▸ **INSTRUCTIONS FOR THE TASK**
Please count how many lines below contain the string "neck", and reply with the number alone.
BEGIN MATERIAL PROVIDED
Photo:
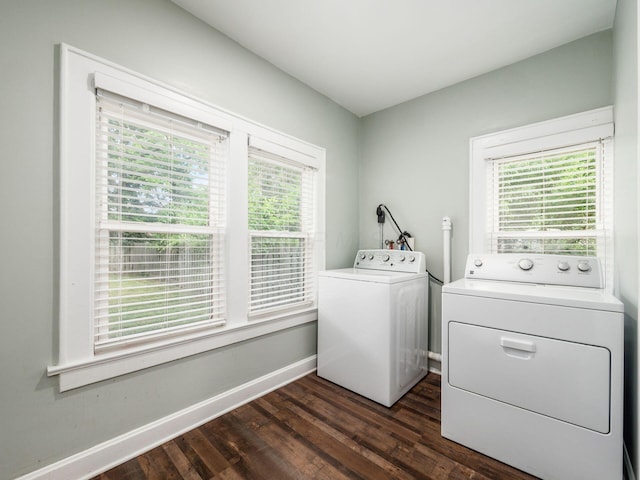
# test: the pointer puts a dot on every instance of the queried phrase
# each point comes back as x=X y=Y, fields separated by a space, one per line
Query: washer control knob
x=525 y=264
x=584 y=266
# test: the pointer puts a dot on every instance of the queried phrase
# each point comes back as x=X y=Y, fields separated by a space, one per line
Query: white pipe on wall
x=446 y=233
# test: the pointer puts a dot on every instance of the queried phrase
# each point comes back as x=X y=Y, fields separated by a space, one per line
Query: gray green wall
x=154 y=37
x=625 y=55
x=412 y=157
x=415 y=156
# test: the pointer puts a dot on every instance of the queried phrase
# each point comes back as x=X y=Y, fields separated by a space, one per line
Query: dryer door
x=564 y=380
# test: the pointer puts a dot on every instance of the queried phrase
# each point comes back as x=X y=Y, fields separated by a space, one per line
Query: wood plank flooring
x=313 y=429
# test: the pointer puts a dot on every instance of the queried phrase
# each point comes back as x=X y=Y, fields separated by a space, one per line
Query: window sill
x=108 y=365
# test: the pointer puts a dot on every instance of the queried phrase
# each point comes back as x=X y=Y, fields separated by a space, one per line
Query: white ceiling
x=368 y=55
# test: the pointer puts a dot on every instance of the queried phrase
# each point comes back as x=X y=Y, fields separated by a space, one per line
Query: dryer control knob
x=525 y=264
x=584 y=266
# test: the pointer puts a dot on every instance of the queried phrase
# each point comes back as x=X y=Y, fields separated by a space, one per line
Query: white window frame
x=591 y=126
x=78 y=364
x=295 y=159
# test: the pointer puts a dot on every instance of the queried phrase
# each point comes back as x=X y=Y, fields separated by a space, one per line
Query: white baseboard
x=116 y=451
x=628 y=467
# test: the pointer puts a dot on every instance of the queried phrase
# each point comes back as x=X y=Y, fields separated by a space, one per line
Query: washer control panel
x=536 y=268
x=391 y=260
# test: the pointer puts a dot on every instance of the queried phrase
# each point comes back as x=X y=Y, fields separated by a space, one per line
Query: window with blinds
x=281 y=232
x=160 y=223
x=555 y=201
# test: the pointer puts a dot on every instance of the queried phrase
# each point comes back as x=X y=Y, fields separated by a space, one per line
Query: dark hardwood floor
x=313 y=429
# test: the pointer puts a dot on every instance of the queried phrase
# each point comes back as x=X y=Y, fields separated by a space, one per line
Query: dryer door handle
x=515 y=344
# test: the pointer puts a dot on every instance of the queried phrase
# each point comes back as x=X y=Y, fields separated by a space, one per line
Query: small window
x=546 y=188
x=281 y=230
x=548 y=202
x=160 y=187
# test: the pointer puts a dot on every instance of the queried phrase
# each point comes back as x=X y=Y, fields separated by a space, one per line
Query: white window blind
x=556 y=201
x=160 y=208
x=281 y=230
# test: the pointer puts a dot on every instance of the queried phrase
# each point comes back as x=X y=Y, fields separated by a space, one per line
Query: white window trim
x=77 y=364
x=574 y=129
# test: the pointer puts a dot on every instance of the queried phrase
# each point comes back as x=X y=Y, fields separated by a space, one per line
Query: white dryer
x=373 y=324
x=532 y=365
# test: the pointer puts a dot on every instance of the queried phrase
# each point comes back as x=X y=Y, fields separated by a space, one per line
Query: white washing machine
x=373 y=324
x=532 y=365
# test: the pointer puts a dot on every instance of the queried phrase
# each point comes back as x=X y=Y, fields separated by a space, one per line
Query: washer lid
x=376 y=276
x=579 y=297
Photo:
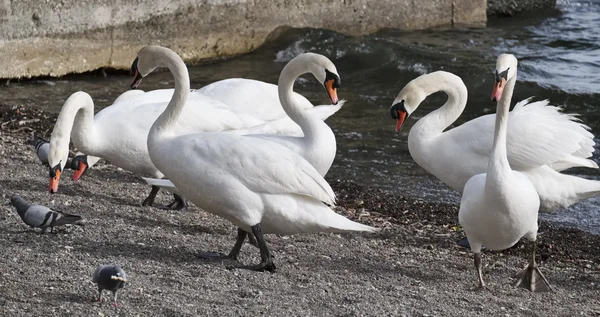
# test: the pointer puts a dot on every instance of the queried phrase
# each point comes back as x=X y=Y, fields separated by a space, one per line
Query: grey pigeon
x=109 y=277
x=38 y=216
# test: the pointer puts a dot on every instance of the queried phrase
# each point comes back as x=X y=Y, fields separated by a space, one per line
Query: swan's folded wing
x=263 y=166
x=249 y=96
x=538 y=134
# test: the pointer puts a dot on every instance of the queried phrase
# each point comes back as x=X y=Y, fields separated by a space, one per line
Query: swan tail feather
x=162 y=183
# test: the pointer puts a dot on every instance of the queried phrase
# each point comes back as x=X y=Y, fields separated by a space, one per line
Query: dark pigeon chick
x=38 y=216
x=109 y=277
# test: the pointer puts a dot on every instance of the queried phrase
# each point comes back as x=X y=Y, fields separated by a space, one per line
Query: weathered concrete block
x=57 y=37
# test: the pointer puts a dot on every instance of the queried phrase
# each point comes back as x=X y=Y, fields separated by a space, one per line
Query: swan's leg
x=266 y=260
x=252 y=240
x=532 y=278
x=150 y=199
x=477 y=257
x=233 y=254
x=464 y=242
x=178 y=203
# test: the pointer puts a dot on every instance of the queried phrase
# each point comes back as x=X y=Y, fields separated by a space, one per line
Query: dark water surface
x=559 y=59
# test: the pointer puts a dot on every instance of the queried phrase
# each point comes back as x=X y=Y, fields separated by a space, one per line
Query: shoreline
x=412 y=267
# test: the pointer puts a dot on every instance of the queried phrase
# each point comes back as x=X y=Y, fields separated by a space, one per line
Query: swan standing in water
x=258 y=185
x=118 y=133
x=541 y=141
x=501 y=206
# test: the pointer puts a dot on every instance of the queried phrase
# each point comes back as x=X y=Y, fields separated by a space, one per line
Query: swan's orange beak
x=398 y=112
x=498 y=89
x=79 y=171
x=400 y=120
x=137 y=80
x=137 y=77
x=331 y=91
x=53 y=187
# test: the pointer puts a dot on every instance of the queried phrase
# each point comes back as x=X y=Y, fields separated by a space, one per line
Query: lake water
x=559 y=59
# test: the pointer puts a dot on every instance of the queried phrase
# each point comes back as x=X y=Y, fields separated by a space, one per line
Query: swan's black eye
x=331 y=76
x=397 y=107
x=501 y=75
x=134 y=65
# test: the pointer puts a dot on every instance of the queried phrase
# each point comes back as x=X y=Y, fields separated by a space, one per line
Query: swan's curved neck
x=438 y=120
x=498 y=165
x=294 y=69
x=76 y=122
x=168 y=118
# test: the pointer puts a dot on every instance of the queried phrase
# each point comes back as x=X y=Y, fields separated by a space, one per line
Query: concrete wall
x=57 y=37
x=506 y=8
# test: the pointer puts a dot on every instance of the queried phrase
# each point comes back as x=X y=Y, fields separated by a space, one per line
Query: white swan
x=118 y=132
x=541 y=141
x=318 y=144
x=500 y=207
x=264 y=99
x=258 y=185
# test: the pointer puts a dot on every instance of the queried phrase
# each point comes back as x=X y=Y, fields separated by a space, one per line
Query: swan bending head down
x=147 y=61
x=58 y=154
x=506 y=69
x=411 y=96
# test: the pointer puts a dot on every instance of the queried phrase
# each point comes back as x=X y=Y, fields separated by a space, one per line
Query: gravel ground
x=413 y=267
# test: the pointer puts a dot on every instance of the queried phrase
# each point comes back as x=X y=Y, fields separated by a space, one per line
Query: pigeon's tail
x=66 y=219
x=118 y=278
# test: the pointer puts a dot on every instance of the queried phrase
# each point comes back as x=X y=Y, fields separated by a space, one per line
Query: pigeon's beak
x=79 y=171
x=53 y=187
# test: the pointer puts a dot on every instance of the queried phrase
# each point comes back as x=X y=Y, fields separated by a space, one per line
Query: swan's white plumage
x=500 y=206
x=245 y=180
x=541 y=141
x=118 y=133
x=236 y=93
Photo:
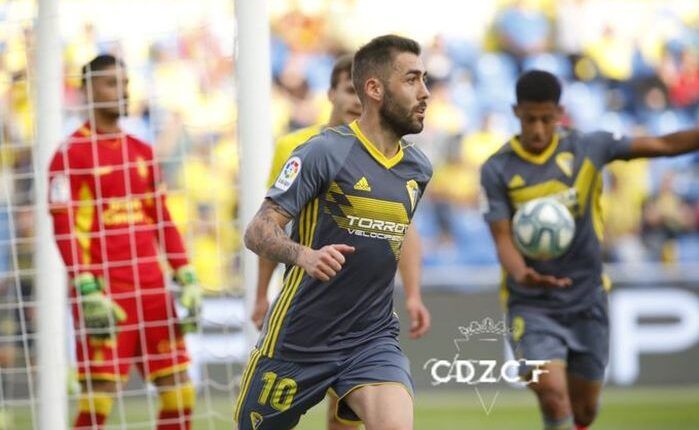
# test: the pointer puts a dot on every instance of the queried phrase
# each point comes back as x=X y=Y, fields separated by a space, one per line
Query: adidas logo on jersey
x=516 y=182
x=362 y=185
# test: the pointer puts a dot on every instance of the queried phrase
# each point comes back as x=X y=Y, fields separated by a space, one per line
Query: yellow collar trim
x=378 y=155
x=534 y=158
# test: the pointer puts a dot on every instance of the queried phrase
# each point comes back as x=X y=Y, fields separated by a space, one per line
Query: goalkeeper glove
x=100 y=314
x=190 y=298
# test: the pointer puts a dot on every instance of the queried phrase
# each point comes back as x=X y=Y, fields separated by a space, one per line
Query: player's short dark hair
x=342 y=65
x=374 y=57
x=100 y=62
x=538 y=86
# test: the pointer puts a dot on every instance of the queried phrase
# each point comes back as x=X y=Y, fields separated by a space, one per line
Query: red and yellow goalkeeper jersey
x=109 y=211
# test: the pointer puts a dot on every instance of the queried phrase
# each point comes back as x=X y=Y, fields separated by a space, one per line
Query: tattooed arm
x=265 y=237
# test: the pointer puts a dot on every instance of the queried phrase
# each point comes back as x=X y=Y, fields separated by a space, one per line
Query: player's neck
x=105 y=124
x=384 y=139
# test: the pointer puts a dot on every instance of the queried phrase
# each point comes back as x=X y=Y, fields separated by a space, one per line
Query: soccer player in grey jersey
x=558 y=309
x=351 y=192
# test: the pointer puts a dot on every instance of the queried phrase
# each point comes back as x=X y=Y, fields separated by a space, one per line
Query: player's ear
x=560 y=111
x=373 y=88
x=515 y=110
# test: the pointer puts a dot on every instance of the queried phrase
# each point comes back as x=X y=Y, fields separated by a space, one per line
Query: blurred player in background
x=110 y=216
x=351 y=191
x=558 y=309
x=346 y=108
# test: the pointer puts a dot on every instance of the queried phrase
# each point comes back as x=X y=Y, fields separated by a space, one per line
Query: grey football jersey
x=341 y=190
x=570 y=170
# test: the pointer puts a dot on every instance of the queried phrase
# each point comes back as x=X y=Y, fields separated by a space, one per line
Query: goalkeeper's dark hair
x=343 y=64
x=375 y=58
x=100 y=62
x=538 y=86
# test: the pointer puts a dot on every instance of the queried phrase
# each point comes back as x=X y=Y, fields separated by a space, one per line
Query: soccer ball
x=543 y=228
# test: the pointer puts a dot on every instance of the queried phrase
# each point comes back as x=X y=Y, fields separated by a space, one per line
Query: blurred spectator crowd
x=627 y=66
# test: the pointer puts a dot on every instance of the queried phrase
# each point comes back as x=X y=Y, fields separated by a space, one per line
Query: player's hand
x=259 y=312
x=532 y=278
x=420 y=320
x=100 y=314
x=190 y=298
x=323 y=263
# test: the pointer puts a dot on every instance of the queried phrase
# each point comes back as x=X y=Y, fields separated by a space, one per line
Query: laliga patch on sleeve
x=484 y=205
x=59 y=189
x=288 y=174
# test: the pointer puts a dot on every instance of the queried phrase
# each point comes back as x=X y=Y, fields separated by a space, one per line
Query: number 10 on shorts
x=282 y=391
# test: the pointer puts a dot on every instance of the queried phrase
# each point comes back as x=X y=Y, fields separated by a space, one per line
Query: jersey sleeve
x=302 y=177
x=69 y=200
x=495 y=204
x=604 y=147
x=282 y=150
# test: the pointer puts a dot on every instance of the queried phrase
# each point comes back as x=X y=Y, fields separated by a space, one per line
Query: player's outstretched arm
x=513 y=262
x=677 y=143
x=409 y=267
x=265 y=237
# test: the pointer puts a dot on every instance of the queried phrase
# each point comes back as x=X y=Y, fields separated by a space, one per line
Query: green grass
x=673 y=408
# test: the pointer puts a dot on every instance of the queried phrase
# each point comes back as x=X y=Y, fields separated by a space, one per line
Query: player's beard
x=397 y=118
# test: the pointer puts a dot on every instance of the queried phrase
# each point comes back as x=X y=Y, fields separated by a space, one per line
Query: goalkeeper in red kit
x=110 y=218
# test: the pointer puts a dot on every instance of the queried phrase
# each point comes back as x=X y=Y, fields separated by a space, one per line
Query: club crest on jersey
x=413 y=193
x=59 y=189
x=141 y=167
x=564 y=160
x=256 y=419
x=288 y=174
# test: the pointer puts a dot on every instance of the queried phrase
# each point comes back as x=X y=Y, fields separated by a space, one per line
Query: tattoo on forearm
x=266 y=238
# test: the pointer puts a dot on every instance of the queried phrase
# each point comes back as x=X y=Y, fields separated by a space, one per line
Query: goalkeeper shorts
x=149 y=339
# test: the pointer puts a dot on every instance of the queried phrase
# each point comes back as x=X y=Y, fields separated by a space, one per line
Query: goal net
x=181 y=69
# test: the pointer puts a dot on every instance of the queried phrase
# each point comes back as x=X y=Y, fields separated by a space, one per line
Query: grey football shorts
x=275 y=393
x=579 y=339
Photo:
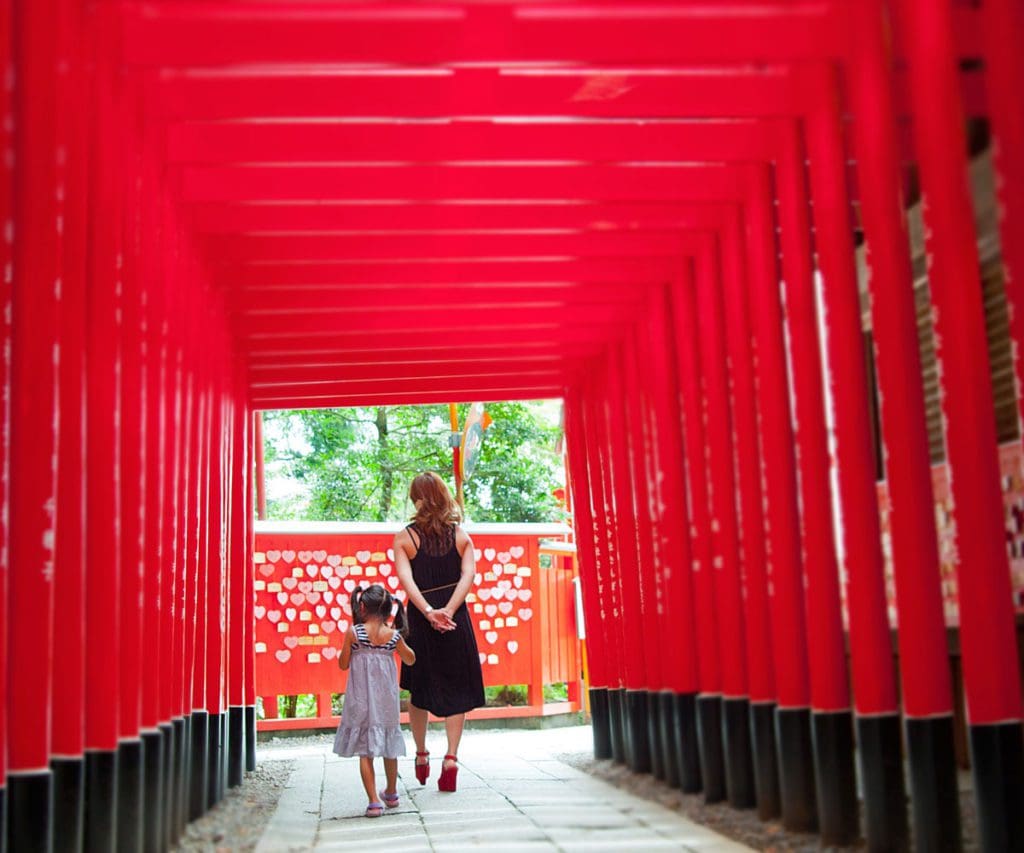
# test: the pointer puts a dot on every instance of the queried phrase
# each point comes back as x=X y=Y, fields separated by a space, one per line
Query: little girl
END MATERIAL PROVIDED
▸ **EXPECTED ANSWER**
2